>>>

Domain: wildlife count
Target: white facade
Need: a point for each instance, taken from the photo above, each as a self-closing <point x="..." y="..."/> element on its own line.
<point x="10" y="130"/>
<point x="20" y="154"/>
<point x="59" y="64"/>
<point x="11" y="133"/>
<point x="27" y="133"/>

<<<
>>>

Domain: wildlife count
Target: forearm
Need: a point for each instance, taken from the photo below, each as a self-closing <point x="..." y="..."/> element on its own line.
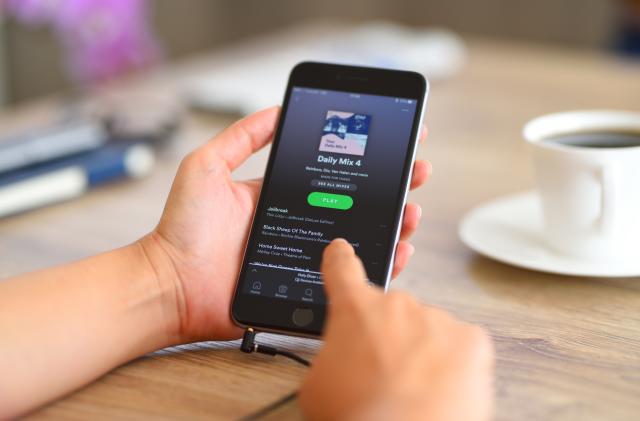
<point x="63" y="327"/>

<<<

List every line of the records above that contains the string "closing", matching uppercase and lowercase letters exactly.

• _Output of the exercise_:
Need: a point for each instance, taken from the photo above, each as a self-closing <point x="..." y="..."/> element on its own line.
Need: a point for each instance, taken from the photo below, each as a self-closing <point x="..." y="..."/> element on its own line.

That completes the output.